---------- Provided records

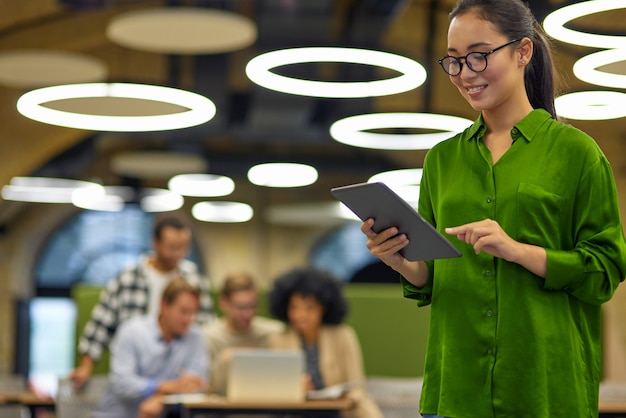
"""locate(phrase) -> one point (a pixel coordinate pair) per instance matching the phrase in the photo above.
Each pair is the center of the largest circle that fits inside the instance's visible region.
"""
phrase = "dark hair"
(177, 286)
(167, 222)
(309, 281)
(514, 19)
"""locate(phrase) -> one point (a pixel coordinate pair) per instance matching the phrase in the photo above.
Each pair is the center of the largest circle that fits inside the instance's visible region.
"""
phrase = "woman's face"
(503, 81)
(305, 313)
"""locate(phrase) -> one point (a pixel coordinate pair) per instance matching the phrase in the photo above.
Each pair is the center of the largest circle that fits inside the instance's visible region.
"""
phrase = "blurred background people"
(239, 326)
(152, 357)
(137, 291)
(312, 304)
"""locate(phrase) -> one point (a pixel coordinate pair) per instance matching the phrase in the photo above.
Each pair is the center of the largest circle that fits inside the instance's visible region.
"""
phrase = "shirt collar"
(528, 126)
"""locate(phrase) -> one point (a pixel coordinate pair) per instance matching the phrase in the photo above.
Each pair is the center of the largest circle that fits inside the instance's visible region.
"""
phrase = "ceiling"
(252, 124)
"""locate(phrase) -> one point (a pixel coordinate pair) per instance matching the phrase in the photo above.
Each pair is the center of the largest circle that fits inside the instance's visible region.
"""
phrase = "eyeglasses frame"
(464, 58)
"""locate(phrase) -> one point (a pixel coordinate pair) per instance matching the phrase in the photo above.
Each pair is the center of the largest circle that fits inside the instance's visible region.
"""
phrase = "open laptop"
(261, 375)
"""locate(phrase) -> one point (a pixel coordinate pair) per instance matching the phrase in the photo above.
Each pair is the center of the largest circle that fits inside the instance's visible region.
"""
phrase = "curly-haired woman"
(312, 304)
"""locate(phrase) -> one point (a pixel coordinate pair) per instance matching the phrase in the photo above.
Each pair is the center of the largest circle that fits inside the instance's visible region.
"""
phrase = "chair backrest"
(71, 403)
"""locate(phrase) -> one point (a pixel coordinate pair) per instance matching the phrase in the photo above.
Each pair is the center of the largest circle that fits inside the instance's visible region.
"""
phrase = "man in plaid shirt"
(136, 291)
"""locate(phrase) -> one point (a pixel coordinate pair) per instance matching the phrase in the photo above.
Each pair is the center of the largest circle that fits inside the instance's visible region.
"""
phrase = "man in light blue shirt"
(152, 357)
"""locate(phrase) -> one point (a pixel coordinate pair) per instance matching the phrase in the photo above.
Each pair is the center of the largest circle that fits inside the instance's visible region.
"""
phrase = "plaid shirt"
(127, 296)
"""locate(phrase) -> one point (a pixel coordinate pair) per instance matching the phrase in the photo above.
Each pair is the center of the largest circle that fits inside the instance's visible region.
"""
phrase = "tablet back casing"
(378, 201)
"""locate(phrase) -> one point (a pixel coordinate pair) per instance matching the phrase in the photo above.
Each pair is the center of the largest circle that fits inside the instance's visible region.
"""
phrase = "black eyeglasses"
(476, 61)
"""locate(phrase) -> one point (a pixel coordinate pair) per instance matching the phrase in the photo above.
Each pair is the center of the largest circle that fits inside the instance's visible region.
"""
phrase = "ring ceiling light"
(39, 67)
(258, 70)
(201, 185)
(282, 175)
(47, 190)
(200, 109)
(350, 131)
(112, 200)
(182, 30)
(225, 212)
(309, 214)
(554, 24)
(586, 68)
(592, 105)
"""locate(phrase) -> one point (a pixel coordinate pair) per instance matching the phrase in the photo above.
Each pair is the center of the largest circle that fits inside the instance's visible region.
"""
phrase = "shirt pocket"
(539, 216)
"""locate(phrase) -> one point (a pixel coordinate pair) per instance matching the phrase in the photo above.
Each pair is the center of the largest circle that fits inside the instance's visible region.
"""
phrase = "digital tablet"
(376, 200)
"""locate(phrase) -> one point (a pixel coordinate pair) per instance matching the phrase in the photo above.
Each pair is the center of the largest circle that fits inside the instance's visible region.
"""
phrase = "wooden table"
(318, 408)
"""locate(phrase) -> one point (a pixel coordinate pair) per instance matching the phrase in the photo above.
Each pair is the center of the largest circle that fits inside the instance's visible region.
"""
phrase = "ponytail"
(515, 20)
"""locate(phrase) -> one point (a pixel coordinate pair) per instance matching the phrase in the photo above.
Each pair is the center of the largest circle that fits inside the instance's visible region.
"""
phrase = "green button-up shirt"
(502, 341)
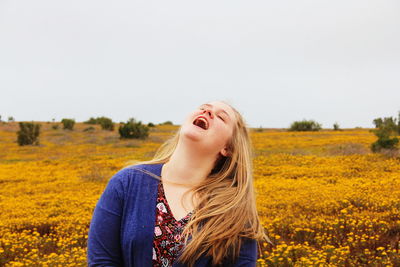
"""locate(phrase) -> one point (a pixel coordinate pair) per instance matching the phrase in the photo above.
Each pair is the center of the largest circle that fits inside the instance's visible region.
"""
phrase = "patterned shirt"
(167, 233)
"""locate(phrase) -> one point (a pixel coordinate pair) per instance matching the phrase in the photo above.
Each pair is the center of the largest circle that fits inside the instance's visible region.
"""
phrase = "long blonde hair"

--------------------

**Objective:**
Return the listing above unchanged, apart from dropping its pictures.

**Complete response:**
"""locate(phrase) -> one point (a pixel coordinate pair) per instance matching the phrase in the photo above.
Each pair is the center of the largest circle that fits inside the instance's visible region.
"""
phrase = "dark hair"
(177, 286)
(167, 222)
(309, 281)
(514, 19)
"""locate(phrase) -> one point (a pixel coordinate pair) per instance matching the phrase in the photo above.
Each pair is the center of the largest circle that fits inside the instance's visible region.
"""
phrase = "woman's face"
(503, 81)
(305, 313)
"""locate(phrase) -> one point (a pixel coordinate pair) per instance matching the phrase in the photo above.
Each pair is the center of the largest circle that fits inside the instance's visible region.
"""
phrase = "blurred background people"
(239, 326)
(152, 357)
(137, 291)
(312, 304)
"""locate(phrase) -> one point (a pixel coordinate pair) per instance matching the phrase in the photo above.
Each pair is the center of the largest circle that fits inside the instance's visible region.
"""
phrase = "shirt collar"
(528, 126)
"""locate(phrase) -> one point (a pixel coordinate pair) per instance matching the phrase in the photo above.
Each pair is the center of the largest circle that fits inside the instance's visible region.
"""
phrase = "ceiling"
(252, 124)
"""locate(phrase) -> one point (a pixel coordinate pair) per instance matching the phrase in the photo above.
Each pair is the center of the largest circle that fits inside the instance's visible region.
"""
phrase = "eyeglasses frame"
(464, 58)
"""locate(phrase) -> one point (a pixel coordinate pair) per instance matching the phrase in the photo above.
Each pair is the center of the largest circle that fits inside the instance's visible region.
"""
phrase = "open laptop"
(261, 375)
"""locate(phrase) -> one point (a pixel coordinate pair) per instance matching the phrase in the photo above.
Each pair is the center of the largest circle that fits inside the instance's visible region.
"""
phrase = "curly-haired woman"
(312, 304)
"""locate(phrase) -> one point (a pixel coordinate pair) per instance matching the phrase in the photo above.
Each pair is the center of the largest circle that fits inside the instance's visible region.
"""
phrase = "chair backrest"
(71, 403)
"""locate(phrase) -> one point (a pixel coordinate pair) per instance matching the phrase in the photo above.
Each pair is the center of the largest circle that fits inside the instance's visible region.
"""
phrase = "man in plaid shirt"
(136, 291)
"""locate(phrase) -> one point (a pixel coordinate pair) per instance matching the phrase in the photo above.
Each pair is the center of the largest circle that fits inside the instance's visible region.
"""
phrase = "man in light blue shirt"
(152, 357)
"""locate(phrase) -> one point (a pixel coordinate pair) per instance matching the phrase in the photo above.
Each pair is the center of the largest circle that fits inside the instance's visible region.
"""
phrase = "plaid shirt"
(127, 296)
"""locate(phrase) -> one point (a pixel coordinate pair) per instance matching the phrase in the photo above.
Each pair is the center of the largest circle that fits inside the instance's visible region.
"""
phrase = "tablet back casing"
(378, 201)
"""locate(phrase) -> one point (a pixel coordinate pair) per instance matching the phrase in the photo above.
Each pair is the center of the largest circle that fits inside the instance's visible region.
"""
phrase = "black eyeglasses"
(476, 61)
"""locate(phrase) -> one point (a pixel coordinate pair) per instance matching the phrase in the photo above.
Each pair is the center of the largest circle that fits inside the instance's visible region.
"""
phrase = "ring ceiling light"
(39, 67)
(258, 70)
(201, 185)
(282, 175)
(47, 190)
(200, 109)
(350, 131)
(112, 200)
(182, 30)
(225, 212)
(309, 214)
(554, 24)
(586, 68)
(592, 105)
"""locate(phrase) -> one point (a pixel coordinate pair) per instance matching the phrase in the photo above.
Each pair is the center of the largest circle that fits inside the instance's visible region.
"""
phrase = "shirt pocket"
(539, 216)
"""locate(phrase) -> one point (a pixel coordinate pair) per instance matching the phrase in the photo above.
Each pair is the center of the largest circle that fits inside the instance's visible region.
"""
phrase = "digital tablet"
(376, 200)
"""locate(phrase) -> one point (a pixel coordinate pair) per instance matching the phrase in the photo above.
Each pair is the center of the largest circle that fits inside the instance's visible region.
"""
phrase = "wooden table"
(318, 408)
"""locate(phrase) -> one point (a pixel coordinate pair) per instance matching the phrase in the photo above.
Each pair is the center of the largest circle that fits inside the instance's visible region.
"""
phrase = "ponytail"
(515, 20)
"""locate(phrase) -> one point (a pixel coordinate pair) per instance matching the phrase in the photo above.
Each pair is the center of the largest circle that fits inside the instance's visible region.
"""
phrase = "green button-up shirt"
(502, 341)
"""locate(phrase) -> one point (a pixel coordinate pair) per instance matching the phrase in the photo above.
Each pair is the center of the largest circle that fits inside the instance's visible region.
"""
phrase = "patterned shirt"
(167, 233)
"""locate(phrase) -> one point (a pixel coordinate pair) per instance matching the phrase in the photo above.
Each pair is the center of the largest circle that fits inside the instance's visible region.
"""
phrase = "long blonde hair"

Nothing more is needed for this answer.